After several years of trying, I am excited to report that renewable energy has returned to Bottom Farm!

As a family we have always been environmentally aware and energy efficient even if, originally, we didn’t realise it. Let me explain. Most actions we take as a society to become more energy efficient are driven nowadays by doing the right thing for the environment and for future generations. In my mind this is the right thing to do. However, these actions are also good common sense and a great way to save a bit of money.

Many years ago, my pioneering Grandfather became one of the first people in Britain to generate electricity from a windmill for his home, see the timeline on our website showing this. He also built his own solar panels to heat water, so he could have a hot bath in the evenings. Later, my Father made his own central heating boiler to burn waste timber from the local timber yard to heat our house. I remember as a teenager in school holidays, having to fill and light the boiler every morning with six-foot lengths of off-cut pine, leftover from the manufacture of garden sheds and fences. Without this boiler, we wouldn’t have hot water, or a warm house. 

Today such practices would be applauded as great examples of people doing their bit for the environment. However, the reality was that both my Father and Grandfather, were driven by ways to run their homes efficiently in order to save a bit of money. Plus they both enjoyed trying to do things a bit differently. Eventually the timber yard closed down and the boiler was at the end of its life, so it was replaced with a modern oil-fired central heating boiler.

 

solar power windmill

Duncan’s grandfather’s home-built windmill

 

Move forward a few years and people became more aware of our effect on the environment and potential ways to ‘reduce one’s carbon footprint’ by creating ‘renewable energy’ using a whole range of new and exciting technologies such as: solar photo voltaic systems; biomass boilers or combined heat and power; ground source heat pumps; rain water harvesting and several more. We have collected rain water both on the farm and at our home for many years. Our youngest daughter, Amelia, was talking about this in her geography class only the other day, not realising that this is still relatively unusual, as she assumed this was standard in all homes and couldn’t understand why not.

## RECORD EXTRACTS
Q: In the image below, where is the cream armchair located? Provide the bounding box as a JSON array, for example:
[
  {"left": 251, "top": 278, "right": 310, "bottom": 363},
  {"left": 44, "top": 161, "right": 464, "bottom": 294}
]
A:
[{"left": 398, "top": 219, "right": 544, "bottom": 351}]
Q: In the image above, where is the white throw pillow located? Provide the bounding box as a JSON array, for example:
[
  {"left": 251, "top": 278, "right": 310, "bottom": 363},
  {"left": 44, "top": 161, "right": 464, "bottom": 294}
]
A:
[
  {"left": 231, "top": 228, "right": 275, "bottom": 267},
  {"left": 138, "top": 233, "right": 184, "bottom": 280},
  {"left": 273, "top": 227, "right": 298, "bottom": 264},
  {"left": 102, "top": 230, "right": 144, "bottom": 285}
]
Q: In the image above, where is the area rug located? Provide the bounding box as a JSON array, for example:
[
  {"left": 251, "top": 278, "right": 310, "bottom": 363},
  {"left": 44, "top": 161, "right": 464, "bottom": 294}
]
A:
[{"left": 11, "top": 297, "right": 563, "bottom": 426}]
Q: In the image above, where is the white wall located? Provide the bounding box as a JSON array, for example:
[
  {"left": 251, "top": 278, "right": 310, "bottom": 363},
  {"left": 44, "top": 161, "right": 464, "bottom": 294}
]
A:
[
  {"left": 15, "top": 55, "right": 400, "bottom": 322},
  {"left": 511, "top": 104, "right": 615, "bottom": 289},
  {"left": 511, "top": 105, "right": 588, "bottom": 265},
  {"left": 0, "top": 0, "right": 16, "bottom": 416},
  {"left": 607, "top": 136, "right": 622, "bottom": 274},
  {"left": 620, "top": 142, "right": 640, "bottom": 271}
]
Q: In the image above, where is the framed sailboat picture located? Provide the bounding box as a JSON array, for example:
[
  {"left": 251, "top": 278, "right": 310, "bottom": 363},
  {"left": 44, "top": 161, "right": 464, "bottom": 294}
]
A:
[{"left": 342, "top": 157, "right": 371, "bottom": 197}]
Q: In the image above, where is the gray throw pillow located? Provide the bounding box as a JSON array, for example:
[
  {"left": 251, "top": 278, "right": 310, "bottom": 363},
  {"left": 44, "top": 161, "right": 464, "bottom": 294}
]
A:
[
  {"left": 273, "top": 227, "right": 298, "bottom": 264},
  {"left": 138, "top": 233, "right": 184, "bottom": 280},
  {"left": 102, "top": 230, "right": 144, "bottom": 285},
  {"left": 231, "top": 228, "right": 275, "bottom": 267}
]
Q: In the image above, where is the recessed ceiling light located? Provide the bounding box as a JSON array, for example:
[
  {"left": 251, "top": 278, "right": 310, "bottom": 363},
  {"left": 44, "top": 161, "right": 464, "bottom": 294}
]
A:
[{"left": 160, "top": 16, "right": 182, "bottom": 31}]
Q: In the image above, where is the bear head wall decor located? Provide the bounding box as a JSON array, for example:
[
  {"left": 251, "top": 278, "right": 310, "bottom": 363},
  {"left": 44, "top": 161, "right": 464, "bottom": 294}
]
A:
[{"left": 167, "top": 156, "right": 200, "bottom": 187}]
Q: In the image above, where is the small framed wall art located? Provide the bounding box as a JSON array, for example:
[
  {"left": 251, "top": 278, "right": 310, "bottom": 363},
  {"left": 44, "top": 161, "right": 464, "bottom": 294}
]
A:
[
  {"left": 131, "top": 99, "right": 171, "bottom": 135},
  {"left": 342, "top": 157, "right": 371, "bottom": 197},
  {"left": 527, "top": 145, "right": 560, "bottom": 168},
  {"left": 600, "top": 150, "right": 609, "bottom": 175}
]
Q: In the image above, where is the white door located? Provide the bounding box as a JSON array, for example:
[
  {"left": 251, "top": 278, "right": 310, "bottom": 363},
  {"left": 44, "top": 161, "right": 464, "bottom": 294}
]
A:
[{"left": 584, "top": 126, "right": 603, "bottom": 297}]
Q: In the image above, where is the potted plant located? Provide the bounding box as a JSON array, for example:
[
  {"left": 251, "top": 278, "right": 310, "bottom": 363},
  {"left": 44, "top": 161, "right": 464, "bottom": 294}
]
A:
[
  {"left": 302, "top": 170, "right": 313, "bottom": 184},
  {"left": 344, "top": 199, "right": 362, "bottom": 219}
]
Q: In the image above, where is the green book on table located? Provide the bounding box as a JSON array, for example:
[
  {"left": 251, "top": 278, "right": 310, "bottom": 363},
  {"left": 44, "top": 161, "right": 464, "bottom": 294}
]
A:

## TASKS TO CARRY OUT
[1] Write out the part of the Bottom Farm renewable energy post that runs between "After several years" and "way to save a bit of money.", inclusive.
[2] Carry the Bottom Farm renewable energy post forward from its last sentence.

## ANSWERS PER TASK
[1]
After several years of trying, I am excited to report that renewable energy has returned to Bottom Farm!

As a family we have always been environmentally aware and energy efficient even if, originally, we didn’t realise it. Let me explain. Most actions we take as a society to become more energy efficient are driven nowadays by doing the right thing for the environment and for future generations. In my mind this is the right thing to do. However, these actions are also good common sense and a great way to save a bit of money.

[2]
Apart from rainwater harvesting and other good practises like using LED lighting, or even encouraging people to turn lights off, or to keep doors closed when it is cold, we have not had any renewable energy at Bottom Farm for over fifteen years. This was not for lack of trying though…

Around the turn of the Millennium, we looked at installing a wind farm on the farm. I was keen to follow in my Grandfather’s footsteps and thought people would love the idea, but unfortunately our neighbours in the village were not quite as enthusiastic as I was. We gave up on that idea soon after. Later, when Farrington Oils needed more electricity, I looked at putting solar panels on the factory roof, however it turned out that as we live in a small village, with Bottom Farm being at the end of the power line, we had the wrong sort of electricity and not enough of it to work with solar panels. So again, a dead end.

 

solar power grain store 1

Our grain store, pre-solar panels

 

solar power grain store 2

Our grain store, during solar panel installation

 

Now after three years of planning, working with the local electricity supplier and substantial investment on our part, we now have a new electricity supply to Bottom Farm. The local electricity supplier is delighted with this as they can give a more reliable supply to the rest of Hargrave, meaning that lights and televisions will stay on in the winter months. More importantly, it is now the right sort of electricity to work with solar panels!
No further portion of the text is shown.